OBJECTIF:
Reprenez l'extrait sur la réussite et l'ambition, et prolongez-le à partir de sa dernière phrase.

EXTRAIT:
☆ ☆ ☆ ☆ ☆
Oui et non, tout dépend des méthodes employées.
La question est loin d'être simple et, dans cet article,
nous nous penchons sur le monde des « gagnants »
et des « perdants » et nous demandons qui, en fin
de compte, sont les vrais gagnants...
Bien que le mot « succès » ait plusieurs
sens selon la personne qui l'utilise, de nos jours il représente
généralement le point culminant d'une carrière
enviable. Une personne « a réussi » lorsqu'elle
possède une certaine richesse et une influence sociale.
Il semble raisonnable de supposer que la plupart des individus
aspirent à ce niveau de réussite, ne serait-ce
que pour ne plus souffrir de l'insécurité qui
va de pair avec le manque de succès. Un travail acharné
permet d'assurer son bien-être et celui de ses enfants.
Le vif désir d'arriver est la condition sine qua
non de toute progression économique au sein de notre
société. Le produit national brut d'un pays
ne représente en fait que la somme totale du labeur
d'un grand nombre d'individus dans une gamme d'activités
très diverses. La population active semblerait nettement
moins « active » sans le surcroît d'efforts
d'une large minorité de ses membres qui cherchent ainsi
à améliorer la qualité de leur vie.
Les progrès réalisés par la plupart
de ces êtres ambitieux, bien que limités, semblent
assez convaincants. Certains, tout entiers à leur dessein,
parviennent à faire de grandes choses et se propulsent
au premier rang. L'ambition dévorante n'est pas en
soi une vertu des plus admirables. Pourtant, ceux qu'elle
anime contribuent à la prospérité générale
en créant des emplois. Il est incontestable que la
soif de gloire et de pouvoir est la force cachée qui
mène à de nombreuses réalisations exceptionnelles,
que ce soit dans le domaine de la politique, de l'érudition,
de la science ou des arts.
☆ ☆ ☆ ☆ ☆
ENTRÉES ENREGISTRÉES:

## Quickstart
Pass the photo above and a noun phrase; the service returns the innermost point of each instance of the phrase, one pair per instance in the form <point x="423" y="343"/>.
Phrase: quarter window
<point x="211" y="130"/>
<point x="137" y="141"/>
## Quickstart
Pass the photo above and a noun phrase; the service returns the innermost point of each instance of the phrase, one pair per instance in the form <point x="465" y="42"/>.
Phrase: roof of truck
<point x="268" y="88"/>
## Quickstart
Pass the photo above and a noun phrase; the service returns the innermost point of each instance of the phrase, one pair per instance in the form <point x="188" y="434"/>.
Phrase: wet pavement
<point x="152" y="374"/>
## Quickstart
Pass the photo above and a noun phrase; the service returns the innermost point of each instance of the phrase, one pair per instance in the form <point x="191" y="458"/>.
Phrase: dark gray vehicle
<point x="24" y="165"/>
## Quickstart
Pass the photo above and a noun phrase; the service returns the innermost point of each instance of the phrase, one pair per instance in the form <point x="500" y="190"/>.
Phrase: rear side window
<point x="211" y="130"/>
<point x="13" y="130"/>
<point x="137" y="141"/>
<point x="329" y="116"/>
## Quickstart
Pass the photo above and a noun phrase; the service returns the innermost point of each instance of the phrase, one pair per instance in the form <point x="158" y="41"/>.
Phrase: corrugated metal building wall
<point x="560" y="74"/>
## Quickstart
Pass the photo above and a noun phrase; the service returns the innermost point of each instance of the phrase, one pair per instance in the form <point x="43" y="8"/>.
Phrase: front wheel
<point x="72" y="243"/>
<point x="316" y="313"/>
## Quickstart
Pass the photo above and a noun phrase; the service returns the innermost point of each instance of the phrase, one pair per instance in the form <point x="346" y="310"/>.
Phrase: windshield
☆ ☆ ☆ ☆ ☆
BONNE RÉPONSE:
Étant donné les avantages économiques
et sociaux qui découlent du désir de réussite,
on pourrait croire que les philosophes, attentifs aux intérêts
de l'humanité, s'attachent à le glorifier. Or,
William James, comme de nombreux penseurs, déplore
« le culte absolu rendu au dieu SUCCÈS ».
De son vivant, James, écrivain américain du
début du siècle, s'élevait contre le
fait que le succès soit évalué en termes
d'argent, d'influence et de possessions matérielles
alors que d'autres valeurs, notamment la force de caractère,
la sensibilité et le sens des responsabilités
sociales, étaient totalement ignorées. Aujourd'hui,
les valeurs que prône l'Amérique du Nord ne pourraient
que raviver ses inquiétudes, car ce qu'il appelle « l'interprétation
sordide » du succès, basée uniquement sur
la réussite matérielle, est la plus répandue
de nos jours. Les médias, notamment par le biais de
la publicité, proclament que rien n'est plus important
que de pouvoir étaler aux yeux de tous les signes extérieurs
du succès - maisons, voitures, vêtements, bijoux
de luxe, vacances coûteuses, etc. - l'implication étant
que quiconque ne peut mener ce train de vie se retrouve socialement
dégradé.
James craignait déjà les effets que pourrait
avoir sur la moralité une philosophie axée uniquement
sur le succès matériel. Il suffirait qu'il se
rende aujourd'hui dans une librairie pour être convaincu
que ses pires craintes se sont matérialisées.
Alors qu'à son époque il aurait pu consulter
l'ouvrage de Benjamin Franklin The Road of Wealth,
qui affirmait que la parcimonie et le travail étaient
à la base de tout avancement social, son regard ne
se poserait que sur des rangées de livres traitant
de la manière de réussir et recommandant à
leurs lecteurs de ne laisser aucun obstacle, et surtout pas
leur conscience, entraver leur ambition.
Ces livres préconisent à chaque page le bluff,
l'intimidation et la manipulation pour réussir une
carrière. Quelques titres suffisent pour donner une
idée de leur nature : Gagner dans l'entreprise ;
Assurez-vous de gagner ; Pouvoir et politique ;
Les chemins vers la puissance ; Lisez vos adversaires
à livre ouvert.
La vie n'est pas un jeu sanctionné par des
victoires
ou des défaites
Il est intéressant de noter que les termes qui reviennent
le plus souvent dans ces titres, « réussir »,
« vainqueur », reflètent fidèlement
l'idée que se fait le monde contemporain du processus
de la réussite. Il s'agit de « l'emporter »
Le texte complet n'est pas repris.